Rewrite the lines below, changing every occurrence of "house style" to "required format" and keeping everything else the same.

▼▼▼

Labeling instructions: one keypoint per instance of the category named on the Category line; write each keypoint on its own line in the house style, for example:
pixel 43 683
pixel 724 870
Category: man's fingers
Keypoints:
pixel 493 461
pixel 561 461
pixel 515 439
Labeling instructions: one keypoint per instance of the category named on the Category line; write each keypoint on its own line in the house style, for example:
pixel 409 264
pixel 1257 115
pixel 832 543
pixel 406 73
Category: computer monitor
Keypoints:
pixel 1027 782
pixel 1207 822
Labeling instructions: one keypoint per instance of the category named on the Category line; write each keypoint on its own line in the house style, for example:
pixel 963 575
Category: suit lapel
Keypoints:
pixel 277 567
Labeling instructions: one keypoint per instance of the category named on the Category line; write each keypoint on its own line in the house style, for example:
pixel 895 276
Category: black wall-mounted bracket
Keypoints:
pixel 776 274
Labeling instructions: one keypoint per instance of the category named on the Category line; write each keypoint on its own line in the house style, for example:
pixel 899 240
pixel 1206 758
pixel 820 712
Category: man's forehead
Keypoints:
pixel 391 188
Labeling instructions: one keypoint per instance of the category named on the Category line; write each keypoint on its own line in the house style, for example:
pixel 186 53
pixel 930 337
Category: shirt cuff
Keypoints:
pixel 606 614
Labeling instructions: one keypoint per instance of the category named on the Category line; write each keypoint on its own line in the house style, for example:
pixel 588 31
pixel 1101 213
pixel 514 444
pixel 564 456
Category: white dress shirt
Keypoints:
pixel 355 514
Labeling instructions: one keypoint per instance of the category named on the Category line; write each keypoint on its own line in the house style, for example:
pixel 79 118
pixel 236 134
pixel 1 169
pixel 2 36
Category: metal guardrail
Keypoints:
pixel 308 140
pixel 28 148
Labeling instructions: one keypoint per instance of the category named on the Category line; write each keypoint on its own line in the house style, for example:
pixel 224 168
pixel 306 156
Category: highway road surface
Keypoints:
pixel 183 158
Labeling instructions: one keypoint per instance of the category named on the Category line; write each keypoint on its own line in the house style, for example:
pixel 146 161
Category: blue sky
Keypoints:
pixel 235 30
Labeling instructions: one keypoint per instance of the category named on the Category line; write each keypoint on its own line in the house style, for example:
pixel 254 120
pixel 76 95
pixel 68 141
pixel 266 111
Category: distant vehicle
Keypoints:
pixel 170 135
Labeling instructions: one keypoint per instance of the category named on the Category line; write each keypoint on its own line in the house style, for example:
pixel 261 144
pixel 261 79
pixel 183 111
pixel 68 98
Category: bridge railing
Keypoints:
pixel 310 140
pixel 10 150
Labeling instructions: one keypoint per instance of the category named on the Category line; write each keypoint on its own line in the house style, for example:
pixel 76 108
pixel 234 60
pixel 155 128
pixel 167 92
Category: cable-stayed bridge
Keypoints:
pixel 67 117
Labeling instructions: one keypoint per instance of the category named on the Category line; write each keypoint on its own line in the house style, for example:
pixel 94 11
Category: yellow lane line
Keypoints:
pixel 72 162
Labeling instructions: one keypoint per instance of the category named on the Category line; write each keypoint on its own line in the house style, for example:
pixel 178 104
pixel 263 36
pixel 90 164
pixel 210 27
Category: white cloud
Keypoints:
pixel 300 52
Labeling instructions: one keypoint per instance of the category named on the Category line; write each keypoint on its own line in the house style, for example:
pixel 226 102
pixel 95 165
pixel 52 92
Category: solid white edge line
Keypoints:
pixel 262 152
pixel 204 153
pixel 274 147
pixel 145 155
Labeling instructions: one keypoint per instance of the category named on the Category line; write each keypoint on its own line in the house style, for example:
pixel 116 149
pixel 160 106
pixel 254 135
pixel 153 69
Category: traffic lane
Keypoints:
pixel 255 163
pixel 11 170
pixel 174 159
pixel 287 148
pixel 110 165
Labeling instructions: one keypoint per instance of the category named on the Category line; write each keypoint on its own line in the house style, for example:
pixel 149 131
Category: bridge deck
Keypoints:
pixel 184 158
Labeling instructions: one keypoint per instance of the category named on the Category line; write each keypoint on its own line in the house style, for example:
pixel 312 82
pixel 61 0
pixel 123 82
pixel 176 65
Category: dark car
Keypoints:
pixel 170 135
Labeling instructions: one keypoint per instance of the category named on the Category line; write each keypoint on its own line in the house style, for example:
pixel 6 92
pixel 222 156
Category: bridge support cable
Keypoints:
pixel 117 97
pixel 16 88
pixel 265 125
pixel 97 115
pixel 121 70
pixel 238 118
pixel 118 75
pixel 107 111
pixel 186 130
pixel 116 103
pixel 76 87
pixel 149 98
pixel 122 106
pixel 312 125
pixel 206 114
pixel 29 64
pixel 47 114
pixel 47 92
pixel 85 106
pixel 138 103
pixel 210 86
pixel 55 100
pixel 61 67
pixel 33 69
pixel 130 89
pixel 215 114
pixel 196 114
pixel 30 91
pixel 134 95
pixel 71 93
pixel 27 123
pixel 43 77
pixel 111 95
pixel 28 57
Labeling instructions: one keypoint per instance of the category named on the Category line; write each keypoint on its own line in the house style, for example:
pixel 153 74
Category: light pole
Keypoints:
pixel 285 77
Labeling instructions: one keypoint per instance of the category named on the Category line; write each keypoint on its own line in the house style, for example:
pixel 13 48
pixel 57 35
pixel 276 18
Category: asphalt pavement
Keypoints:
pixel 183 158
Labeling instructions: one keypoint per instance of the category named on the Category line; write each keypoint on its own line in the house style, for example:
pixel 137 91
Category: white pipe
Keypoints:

▲▲▲

■ SOLUTION TO THE PROBLEM:
Labeling instructions: one keypoint per instance of the category named on the Category line; write each keypoint on its own line in the required format, for example:
pixel 43 683
pixel 724 870
Category: man's fingers
Keypoints:
pixel 493 461
pixel 561 461
pixel 515 439
Labeling instructions: one keypoint per instance of the category named on the Category line; write each keypoint on its own line in the required format, for example:
pixel 409 264
pixel 1257 115
pixel 832 543
pixel 406 73
Category: computer monitor
Keypoints:
pixel 1027 782
pixel 1207 822
Labeling instructions: one keypoint per instance of the category named on the Category line; write each keypoint on its own line in the required format, for example:
pixel 963 575
Category: suit lapel
Keypoints:
pixel 277 567
Labeling instructions: one keypoint per instance of the category named on the Category line; write each keypoint on its own line in the required format, for example:
pixel 895 276
Category: black wall-mounted bracket
Keypoints:
pixel 776 274
Labeling instructions: one keypoint per instance of the category named on the Category line; write each keypoint on its own line in the required format, for example:
pixel 899 240
pixel 1206 758
pixel 820 712
Category: man's forehead
Keypoints:
pixel 391 188
Labeling instructions: one keypoint per instance of the category named on the Category line; write each keypoint on its own line in the required format, for example:
pixel 186 53
pixel 930 337
Category: shirt cuff
Keypoints:
pixel 606 614
Labeling instructions: one keypoint per instance of the category named on the Category line; write each keypoint on its own line in the required format, for example:
pixel 588 31
pixel 1101 213
pixel 514 444
pixel 564 456
Category: white dress shirt
Keypoints:
pixel 355 514
Labeling instructions: one keypoint per instance of the category named on the Category line; write each keypoint on its own line in the required format, for example:
pixel 79 118
pixel 236 134
pixel 1 169
pixel 2 36
Category: metal guardrail
Keypoints:
pixel 308 140
pixel 28 148
Labeling instructions: one keypoint per instance of the category named on the Category line; write each keypoint on its own line in the required format, for example:
pixel 224 168
pixel 306 156
Category: highway road surface
Keypoints:
pixel 183 158
Labeling instructions: one keypoint per instance of the category named on the Category line; write each keypoint on its own line in the required format, for example:
pixel 146 161
Category: blue sky
Keypoints:
pixel 235 30
Labeling instructions: one keypoint per instance of the category named on the Category line; write each keypoint on its own line in the required format, for example:
pixel 254 120
pixel 76 95
pixel 68 141
pixel 266 111
Category: distant vehicle
Keypoints:
pixel 170 135
Labeling instructions: one keypoint per instance of the category named on the Category line; write each keypoint on its own line in the required format, for example:
pixel 261 144
pixel 261 79
pixel 183 111
pixel 68 98
Category: bridge railing
Keypoints:
pixel 310 140
pixel 10 150
Labeling instructions: one keypoint per instance of the category named on the Category line; write each keypoint on its own line in the required format, for example:
pixel 76 108
pixel 234 60
pixel 155 128
pixel 167 92
Category: cable-stayed bridge
Keypoints:
pixel 67 117
Labeling instructions: one keypoint per instance of the category named on the Category line; write each keypoint on its own line in the required format, for example:
pixel 94 11
Category: yellow lane line
Keypoints:
pixel 72 162
Labeling instructions: one keypoint per instance of the category named on the Category line; write each keypoint on its own line in the required format, for example:
pixel 178 104
pixel 263 36
pixel 90 164
pixel 210 27
Category: white cloud
Keypoints:
pixel 300 52
Labeling instructions: one keypoint per instance of the category named on the Category line; write each keypoint on its own line in the required format, for example:
pixel 226 102
pixel 95 165
pixel 52 92
Category: solid white edge line
Keypoints:
pixel 262 152
pixel 204 153
pixel 274 147
pixel 145 155
Labeling instructions: one keypoint per instance of the category named on the Category line; write each keypoint on its own line in the required format, for example:
pixel 116 149
pixel 160 106
pixel 254 135
pixel 153 69
Category: traffic lane
Keypoints:
pixel 255 163
pixel 11 170
pixel 174 159
pixel 287 148
pixel 110 165
Labeling instructions: one keypoint per instance of the category named on the Category line; write each keypoint on its own line in the required format, for example:
pixel 149 131
Category: bridge deck
Keypoints:
pixel 184 158
Labeling instructions: one keypoint per instance of the category named on the Category line; write each keypoint on its own line in the required format, for example:
pixel 312 82
pixel 61 0
pixel 123 82
pixel 176 65
Category: dark car
Keypoints:
pixel 170 135
Labeling instructions: one keypoint per instance of the category named on the Category line; write each keypoint on its own line in the required format, for example:
pixel 6 92
pixel 222 156
Category: bridge support cable
Keypoints:
pixel 117 97
pixel 16 88
pixel 265 125
pixel 97 115
pixel 121 70
pixel 238 118
pixel 118 75
pixel 107 111
pixel 186 130
pixel 116 103
pixel 76 87
pixel 149 98
pixel 122 106
pixel 312 125
pixel 206 114
pixel 29 64
pixel 47 114
pixel 47 92
pixel 85 106
pixel 138 103
pixel 210 86
pixel 55 100
pixel 61 67
pixel 33 69
pixel 130 89
pixel 215 114
pixel 196 114
pixel 30 91
pixel 134 95
pixel 71 93
pixel 27 123
pixel 43 77
pixel 111 95
pixel 28 57
Labeling instructions: one keypoint per instance of the category named on the Category line; write each keypoint on its own line in the required format, for example:
pixel 153 74
Category: light pole
Keypoints:
pixel 285 77
Labeling instructions: one keypoint per instance of the category named on the Category line; write each keypoint on its own line in the required format, for example:
pixel 13 48
pixel 57 35
pixel 276 18
Category: asphalt pavement
Keypoints:
pixel 183 158
Labeling instructions: one keypoint per instance of the category named on the Category line; write each keypoint on its own line in the required format, for example:
pixel 137 91
Category: white pipe
Keypoints:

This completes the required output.